§ **Exercise goal**
Could you write out, word for word, each line from the one containing "Exercise. Mark the storefront" to the last line of the data below, both included and nothing more?
(Beginning of Data supplied)
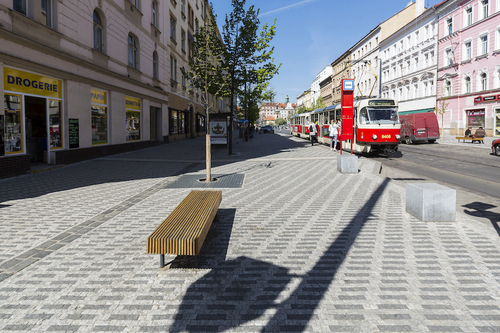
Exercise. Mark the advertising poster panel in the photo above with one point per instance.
(218, 131)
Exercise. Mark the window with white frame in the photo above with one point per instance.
(448, 57)
(497, 38)
(154, 13)
(467, 85)
(136, 3)
(483, 79)
(98, 32)
(173, 24)
(46, 7)
(483, 45)
(132, 52)
(467, 54)
(447, 88)
(484, 8)
(173, 69)
(449, 26)
(468, 16)
(183, 40)
(155, 66)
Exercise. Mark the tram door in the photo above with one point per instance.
(36, 128)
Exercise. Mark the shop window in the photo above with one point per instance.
(155, 65)
(133, 118)
(98, 32)
(46, 6)
(55, 124)
(13, 123)
(20, 6)
(132, 52)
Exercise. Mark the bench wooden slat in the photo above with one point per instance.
(185, 229)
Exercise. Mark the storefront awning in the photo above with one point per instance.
(417, 111)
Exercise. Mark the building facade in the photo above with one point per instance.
(468, 60)
(83, 79)
(409, 66)
(365, 54)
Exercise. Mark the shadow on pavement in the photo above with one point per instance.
(162, 161)
(241, 290)
(480, 209)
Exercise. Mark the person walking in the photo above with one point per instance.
(333, 130)
(312, 132)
(End of Data supplied)
§ **Task solution**
Exercise. Mark the storefront awning in the photo above with one point per instance.
(417, 111)
Exercise. Mark the building facade in the photo above with one point per instance.
(468, 60)
(83, 79)
(409, 66)
(365, 54)
Exercise. Mark the shadow on pavement in the photo above with one point per instance.
(162, 161)
(241, 290)
(480, 209)
Exercise. Mark the person walking in the photo above with one point per instance.
(333, 130)
(312, 132)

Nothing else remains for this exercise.